Without the pictures, reproduce the records that follow exactly.
*** Available data ***
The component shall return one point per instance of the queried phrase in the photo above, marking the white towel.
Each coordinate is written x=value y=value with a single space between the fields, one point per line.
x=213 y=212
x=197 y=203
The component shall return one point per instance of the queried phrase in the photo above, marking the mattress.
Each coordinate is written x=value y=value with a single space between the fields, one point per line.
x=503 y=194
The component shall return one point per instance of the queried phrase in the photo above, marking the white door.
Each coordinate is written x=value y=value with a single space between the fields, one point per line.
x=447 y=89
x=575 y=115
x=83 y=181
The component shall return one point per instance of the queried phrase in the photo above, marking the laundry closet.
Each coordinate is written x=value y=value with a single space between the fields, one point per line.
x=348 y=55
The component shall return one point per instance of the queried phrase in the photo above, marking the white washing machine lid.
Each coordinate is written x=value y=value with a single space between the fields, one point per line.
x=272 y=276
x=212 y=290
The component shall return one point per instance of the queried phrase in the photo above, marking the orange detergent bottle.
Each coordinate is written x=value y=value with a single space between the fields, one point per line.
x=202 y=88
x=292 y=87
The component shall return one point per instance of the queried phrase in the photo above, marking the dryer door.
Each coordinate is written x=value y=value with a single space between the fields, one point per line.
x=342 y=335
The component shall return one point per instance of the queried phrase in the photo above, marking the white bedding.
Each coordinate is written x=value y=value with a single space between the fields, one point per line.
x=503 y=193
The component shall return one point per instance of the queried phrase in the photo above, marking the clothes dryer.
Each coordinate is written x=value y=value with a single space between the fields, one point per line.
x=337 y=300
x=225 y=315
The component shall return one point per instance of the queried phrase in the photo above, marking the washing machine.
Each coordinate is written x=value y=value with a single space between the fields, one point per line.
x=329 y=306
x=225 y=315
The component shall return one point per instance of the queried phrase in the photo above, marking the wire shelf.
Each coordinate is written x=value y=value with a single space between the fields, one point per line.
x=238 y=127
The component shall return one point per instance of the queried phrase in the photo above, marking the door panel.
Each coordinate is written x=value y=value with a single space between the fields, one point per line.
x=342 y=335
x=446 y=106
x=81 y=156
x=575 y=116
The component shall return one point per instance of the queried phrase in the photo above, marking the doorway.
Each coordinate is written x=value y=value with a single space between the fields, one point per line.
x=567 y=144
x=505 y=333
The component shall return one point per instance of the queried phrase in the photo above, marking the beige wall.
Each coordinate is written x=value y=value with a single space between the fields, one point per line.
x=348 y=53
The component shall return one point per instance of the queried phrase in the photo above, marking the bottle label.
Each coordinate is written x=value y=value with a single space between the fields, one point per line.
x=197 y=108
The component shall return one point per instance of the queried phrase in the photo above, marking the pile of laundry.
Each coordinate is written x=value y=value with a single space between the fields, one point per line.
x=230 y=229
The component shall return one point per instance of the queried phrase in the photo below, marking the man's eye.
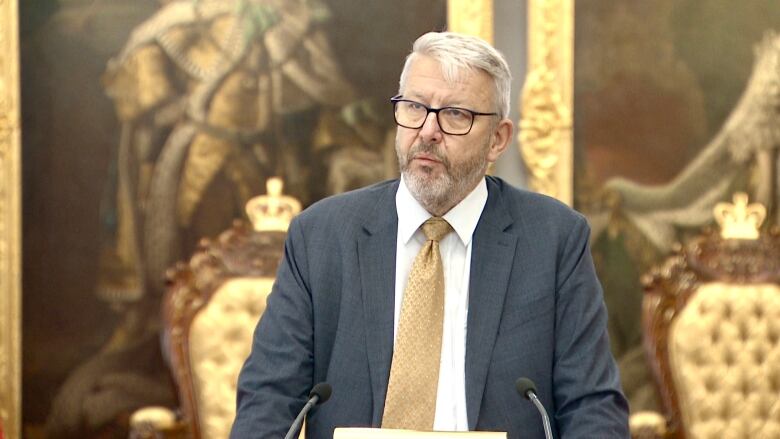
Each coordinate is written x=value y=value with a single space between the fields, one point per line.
x=455 y=113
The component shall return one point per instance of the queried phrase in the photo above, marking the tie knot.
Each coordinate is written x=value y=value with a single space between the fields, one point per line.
x=436 y=228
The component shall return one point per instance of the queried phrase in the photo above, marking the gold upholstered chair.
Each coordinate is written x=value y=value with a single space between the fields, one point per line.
x=210 y=310
x=711 y=320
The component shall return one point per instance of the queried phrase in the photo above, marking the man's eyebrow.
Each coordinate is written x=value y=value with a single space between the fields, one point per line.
*** End of Available data ***
§ **Response to this task**
The component shall return one point per instance of the queried phrase in the photo above, marking the white towel.
Each coordinate is written x=value y=value with a single space between the fields, one point per line.
x=213 y=212
x=197 y=203
The component shall return one point per instance of the queried phrase in the photo above, marking the mattress.
Each coordinate is written x=value y=value with a single space between the fields, one point per line.
x=503 y=194
The component shall return one point per instance of the queried phrase in the photo above, marking the white door.
Each coordinate is written x=value y=value with a single space between the fields, one point per line.
x=447 y=89
x=575 y=115
x=83 y=181
The component shall return one point per instance of the queried phrase in the photo above, marking the laundry closet.
Each coordinate is written x=value y=value with a single space between the fields, one point per line.
x=348 y=55
The component shall return one point per instance of the queried phrase in the photo above, marking the white washing machine lid.
Each coordinate is written x=value y=value with a single space between the fields, one point per line.
x=272 y=276
x=212 y=290
The component shall return one point per instance of the queried phrase in the photo above, marking the orange detergent bottle.
Each coordinate is written x=value y=value with a single space between the fields, one point per line.
x=202 y=88
x=292 y=87
The component shall return one point per instance of the queried phrase in the photo above, marking the dryer door.
Each coordinate is written x=value y=value with a single space between the fields, one point per line.
x=342 y=335
The component shall return one point per instance of the queried phrase in the photo above, marking the white bedding.
Each coordinate is written x=value y=value with a single space between the fields, one point per line.
x=503 y=193
The component shall return one point per instance of the queried phrase in the photo above, marking the clothes dryer.
Each coordinate is written x=value y=value with a single space between the fields, one point per line.
x=337 y=300
x=225 y=315
The component shall return one point per instance of the queried phrase in the photo above, marking the washing machine.
Each coordinate is written x=value y=value with a single space between the fields, one point per line.
x=329 y=306
x=225 y=315
The component shall return one point per instance of the queried phrase in the photo above, marking the wire shelf.
Each coordinate is written x=value y=value with a single space between the fields, one point per line.
x=238 y=127
The component shall return one point per instance of the queried phrase in the photo above, marking the door panel.
Each coordinate is written x=value y=value with a single space between the fields, one point per line.
x=342 y=335
x=446 y=106
x=81 y=156
x=575 y=116
The component shall return one point per instance of the queried phrase in the photo above, marking the doorway.
Each coordinate is written x=value y=value with a single space between the fields, one point per line.
x=567 y=144
x=505 y=333
The component shall return one point per instance of the queried phrase in the photo above, marking the beige wall.
Each coordinate is written x=value y=value with a single space between the fields, one point per line.
x=348 y=53
The component shall return one point per instance of the queried phrase in the photo above, marking the bottle label.
Each coordinate is written x=value y=value with a single space between the fields, one point per line.
x=197 y=108
The component shall return one point per instance of the queried phrase in the photo above, marking the pile of laundry.
Each coordinate is written x=value y=value with a single space between the fields, one point per line.
x=230 y=229
The component shall return one point per instance of the queried phrase in the photo below, marking the man's eye.
Each coordinate is written x=value y=value with a single space between the fields, one point per line.
x=455 y=113
The component shall return one point per instance of the queried phrase in the photo above, marking the tie knot.
Each coordinate is written x=value y=value with a single space between the fields, one point per line.
x=436 y=228
The component shall return one point per instance of the queried phrase in the photo above, marking the gold upholstered chair.
Each coordinate is written x=value y=value with a single space between the fields, one point per line.
x=210 y=310
x=711 y=320
The component shall return one point per instance of the queried phrase in the photo above, marking the man's eyebrow.
Each coordinate is written x=value y=value with a single space between the fields, one point per line.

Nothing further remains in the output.